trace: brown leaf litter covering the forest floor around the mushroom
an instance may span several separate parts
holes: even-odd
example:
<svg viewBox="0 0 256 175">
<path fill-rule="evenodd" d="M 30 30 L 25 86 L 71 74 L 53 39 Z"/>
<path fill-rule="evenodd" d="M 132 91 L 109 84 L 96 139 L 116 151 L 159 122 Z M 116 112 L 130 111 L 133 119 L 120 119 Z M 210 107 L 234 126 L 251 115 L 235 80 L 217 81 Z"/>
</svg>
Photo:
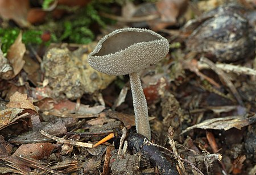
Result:
<svg viewBox="0 0 256 175">
<path fill-rule="evenodd" d="M 95 35 L 126 26 L 147 27 L 170 41 L 166 59 L 141 71 L 152 140 L 134 134 L 127 77 L 106 76 L 88 65 L 87 55 L 95 43 L 24 45 L 19 32 L 9 51 L 0 55 L 0 172 L 164 174 L 168 169 L 172 174 L 255 174 L 255 55 L 249 54 L 255 53 L 255 41 L 233 53 L 236 44 L 253 31 L 253 22 L 243 9 L 253 12 L 255 8 L 250 1 L 238 7 L 222 3 L 106 3 L 112 12 L 99 14 L 117 23 L 100 31 L 91 26 Z M 30 28 L 31 23 L 46 22 L 46 14 L 61 11 L 54 2 L 46 10 L 37 7 L 42 16 L 27 18 L 33 6 L 20 8 L 26 9 L 20 16 L 21 11 L 5 14 L 3 6 L 0 15 Z M 223 7 L 226 11 L 220 12 Z M 216 11 L 220 13 L 214 15 Z M 199 17 L 190 20 L 191 12 Z M 241 18 L 236 21 L 230 16 L 233 12 Z M 225 28 L 219 16 L 239 25 L 246 23 L 249 30 L 240 35 L 232 27 Z M 218 26 L 213 32 L 225 34 L 215 45 L 207 40 L 216 39 L 215 35 L 202 38 L 211 25 Z M 224 50 L 226 41 L 228 49 Z M 112 139 L 92 148 L 109 134 Z M 164 161 L 158 161 L 159 157 Z"/>
</svg>

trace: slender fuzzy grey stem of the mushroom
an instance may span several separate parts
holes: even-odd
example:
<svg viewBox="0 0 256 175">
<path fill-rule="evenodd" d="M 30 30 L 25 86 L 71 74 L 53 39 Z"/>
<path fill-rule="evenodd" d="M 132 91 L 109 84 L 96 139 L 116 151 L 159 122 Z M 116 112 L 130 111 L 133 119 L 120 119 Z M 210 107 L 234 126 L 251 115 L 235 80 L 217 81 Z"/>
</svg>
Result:
<svg viewBox="0 0 256 175">
<path fill-rule="evenodd" d="M 139 134 L 151 140 L 150 123 L 148 121 L 147 101 L 143 93 L 141 80 L 137 72 L 130 73 L 131 93 L 135 113 L 135 126 Z"/>
</svg>

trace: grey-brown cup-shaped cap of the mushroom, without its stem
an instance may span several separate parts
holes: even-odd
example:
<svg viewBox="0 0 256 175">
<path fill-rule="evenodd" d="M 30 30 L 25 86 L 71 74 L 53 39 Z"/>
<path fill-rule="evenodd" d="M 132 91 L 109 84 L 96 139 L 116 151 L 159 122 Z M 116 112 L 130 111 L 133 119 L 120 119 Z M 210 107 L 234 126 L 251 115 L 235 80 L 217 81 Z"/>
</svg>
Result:
<svg viewBox="0 0 256 175">
<path fill-rule="evenodd" d="M 168 40 L 156 32 L 122 28 L 104 36 L 88 55 L 88 62 L 99 72 L 119 76 L 148 68 L 168 51 Z"/>
</svg>

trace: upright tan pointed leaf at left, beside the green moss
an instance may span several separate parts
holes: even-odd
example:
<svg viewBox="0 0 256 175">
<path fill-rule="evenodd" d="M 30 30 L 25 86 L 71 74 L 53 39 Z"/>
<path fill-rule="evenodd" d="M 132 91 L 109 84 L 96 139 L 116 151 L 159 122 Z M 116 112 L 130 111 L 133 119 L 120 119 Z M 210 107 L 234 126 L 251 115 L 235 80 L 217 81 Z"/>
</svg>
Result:
<svg viewBox="0 0 256 175">
<path fill-rule="evenodd" d="M 15 77 L 20 72 L 20 70 L 23 68 L 23 65 L 25 64 L 25 61 L 23 60 L 25 52 L 26 47 L 25 44 L 22 43 L 22 32 L 20 32 L 7 53 L 7 59 L 10 61 L 11 66 L 13 67 L 13 77 Z"/>
</svg>

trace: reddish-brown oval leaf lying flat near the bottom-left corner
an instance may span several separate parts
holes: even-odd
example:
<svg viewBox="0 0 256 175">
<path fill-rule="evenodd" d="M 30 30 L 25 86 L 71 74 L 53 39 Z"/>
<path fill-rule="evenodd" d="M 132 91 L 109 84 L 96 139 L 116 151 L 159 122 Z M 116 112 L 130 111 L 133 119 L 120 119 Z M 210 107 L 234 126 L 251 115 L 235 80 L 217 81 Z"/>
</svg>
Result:
<svg viewBox="0 0 256 175">
<path fill-rule="evenodd" d="M 43 157 L 48 157 L 55 146 L 51 143 L 32 143 L 32 144 L 23 144 L 13 153 L 15 156 L 26 156 L 32 159 L 43 159 Z"/>
</svg>

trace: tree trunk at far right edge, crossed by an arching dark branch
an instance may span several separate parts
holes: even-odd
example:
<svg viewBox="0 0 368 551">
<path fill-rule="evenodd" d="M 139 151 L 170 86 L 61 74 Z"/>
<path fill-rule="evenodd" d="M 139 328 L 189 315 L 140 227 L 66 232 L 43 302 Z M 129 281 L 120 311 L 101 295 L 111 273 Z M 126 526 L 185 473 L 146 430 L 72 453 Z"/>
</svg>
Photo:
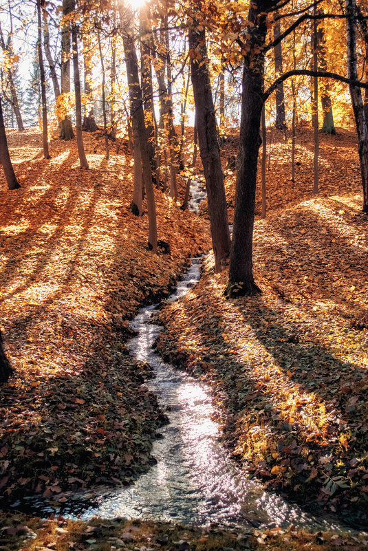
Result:
<svg viewBox="0 0 368 551">
<path fill-rule="evenodd" d="M 359 80 L 356 61 L 356 2 L 355 0 L 345 0 L 345 6 L 347 11 L 347 76 L 353 80 Z M 358 151 L 363 188 L 362 210 L 368 214 L 368 125 L 365 120 L 360 88 L 350 84 L 349 91 L 354 111 L 356 133 L 358 134 Z"/>
</svg>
.....
> **WHAT THE EXERCISE ASKS**
Set down all entries above again, exactly, without images.

> **SOLVED PROBLEM**
trace: brown leaf litter covering the forest floor around the mushroom
an instance may span several separate parts
holes: even-odd
example:
<svg viewBox="0 0 256 175">
<path fill-rule="evenodd" d="M 30 30 L 25 86 L 71 74 L 53 39 Z"/>
<path fill-rule="evenodd" d="M 132 91 L 109 84 L 96 139 L 116 151 L 159 122 Z M 116 112 L 130 111 L 133 119 L 120 119 Z M 210 107 L 234 126 L 251 115 L 235 80 L 217 81 Z"/>
</svg>
Photo:
Result:
<svg viewBox="0 0 256 175">
<path fill-rule="evenodd" d="M 95 35 L 126 26 L 147 27 L 170 41 L 166 59 L 141 71 L 152 140 L 134 134 L 127 77 L 106 76 L 88 65 L 87 55 L 95 43 L 24 45 L 19 32 L 9 51 L 0 55 L 0 172 L 164 174 L 168 169 L 172 174 L 255 174 L 255 55 L 249 54 L 255 53 L 255 41 L 233 53 L 236 44 L 253 31 L 253 22 L 243 9 L 253 12 L 255 8 L 250 1 L 238 7 L 222 3 L 106 3 L 112 12 L 99 14 L 117 23 L 100 31 L 91 26 Z M 30 28 L 31 23 L 46 22 L 46 14 L 61 11 L 54 2 L 46 10 L 37 7 L 42 16 L 27 18 L 33 6 L 20 8 L 26 9 L 20 16 L 21 11 L 5 14 L 3 6 L 0 15 Z M 223 7 L 226 11 L 220 12 Z M 216 11 L 220 13 L 214 15 Z M 199 17 L 190 20 L 191 12 Z M 241 18 L 236 21 L 230 16 L 233 12 Z M 225 28 L 219 16 L 239 25 L 246 23 L 249 30 L 240 35 L 232 27 Z M 218 26 L 213 32 L 225 34 L 215 45 L 207 40 L 216 39 L 215 35 L 202 38 L 211 25 Z M 224 50 L 226 41 L 228 49 Z M 112 139 L 92 148 L 109 134 Z M 164 161 L 158 161 L 159 157 Z"/>
</svg>

trace: slender fuzzy grey stem of the mushroom
an instance may span several separate parts
holes: even-odd
example:
<svg viewBox="0 0 256 175">
<path fill-rule="evenodd" d="M 30 30 L 25 86 L 71 74 L 53 39 Z"/>
<path fill-rule="evenodd" d="M 132 91 L 109 84 L 96 139 L 116 151 L 159 122 Z M 116 112 L 130 111 L 133 119 L 120 119 Z M 210 107 L 234 126 L 251 115 L 235 80 L 217 81 Z"/>
</svg>
Result:
<svg viewBox="0 0 256 175">
<path fill-rule="evenodd" d="M 139 134 L 151 140 L 150 123 L 148 121 L 147 101 L 143 93 L 141 80 L 137 72 L 130 73 L 131 93 L 135 113 L 135 126 Z"/>
</svg>

trace: grey-brown cup-shaped cap of the mushroom, without its stem
an instance may span several separate parts
holes: even-odd
example:
<svg viewBox="0 0 256 175">
<path fill-rule="evenodd" d="M 30 30 L 25 86 L 71 74 L 53 39 Z"/>
<path fill-rule="evenodd" d="M 132 91 L 109 84 L 96 139 L 116 151 L 159 122 Z M 116 112 L 130 111 L 133 119 L 120 119 Z M 210 107 L 234 126 L 251 115 L 235 80 L 217 81 Z"/>
</svg>
Result:
<svg viewBox="0 0 256 175">
<path fill-rule="evenodd" d="M 168 40 L 156 32 L 122 28 L 104 36 L 88 55 L 88 62 L 99 72 L 119 76 L 148 68 L 168 51 Z"/>
</svg>

trace: upright tan pointed leaf at left, beside the green moss
an instance may span several separate parts
holes: even-odd
example:
<svg viewBox="0 0 256 175">
<path fill-rule="evenodd" d="M 30 30 L 25 86 L 71 74 L 53 39 Z"/>
<path fill-rule="evenodd" d="M 132 91 L 109 84 L 96 139 L 116 151 L 159 122 Z M 116 112 L 130 111 L 133 119 L 120 119 Z M 210 107 L 234 126 L 251 115 L 235 80 L 217 81 Z"/>
</svg>
Result:
<svg viewBox="0 0 256 175">
<path fill-rule="evenodd" d="M 15 77 L 20 72 L 20 70 L 23 68 L 23 65 L 25 64 L 25 61 L 23 60 L 25 52 L 26 47 L 25 44 L 22 43 L 22 32 L 20 32 L 7 53 L 7 59 L 10 61 L 11 66 L 13 67 L 13 77 Z"/>
</svg>

trace: reddish-brown oval leaf lying flat near the bottom-left corner
an instance may span several separate parts
holes: even-odd
example:
<svg viewBox="0 0 256 175">
<path fill-rule="evenodd" d="M 30 30 L 25 86 L 71 74 L 53 39 Z"/>
<path fill-rule="evenodd" d="M 132 91 L 109 84 L 96 139 L 116 151 L 159 122 Z M 116 112 L 130 111 L 133 119 L 120 119 Z M 210 107 L 234 126 L 251 115 L 235 80 L 217 81 Z"/>
</svg>
Result:
<svg viewBox="0 0 256 175">
<path fill-rule="evenodd" d="M 43 157 L 48 157 L 55 146 L 51 143 L 32 143 L 32 144 L 23 144 L 13 153 L 15 156 L 26 156 L 32 159 L 43 159 Z"/>
</svg>

trace: tree trunk at far right edge, crossed by an arching dark branch
an instance may span several separate parts
holes: even-odd
example:
<svg viewBox="0 0 368 551">
<path fill-rule="evenodd" d="M 139 151 L 170 86 L 61 74 Z"/>
<path fill-rule="evenodd" d="M 139 328 L 189 315 L 140 227 L 66 232 L 43 302 Z M 129 281 L 120 311 L 101 295 L 111 273 Z M 126 526 L 185 473 L 146 430 L 72 453 Z"/>
</svg>
Photo:
Result:
<svg viewBox="0 0 368 551">
<path fill-rule="evenodd" d="M 359 80 L 356 61 L 356 2 L 355 0 L 345 0 L 345 6 L 347 11 L 347 76 L 353 80 Z M 358 151 L 363 188 L 362 210 L 368 214 L 368 125 L 365 120 L 360 88 L 350 84 L 349 91 L 354 111 L 356 133 L 358 134 Z"/>
</svg>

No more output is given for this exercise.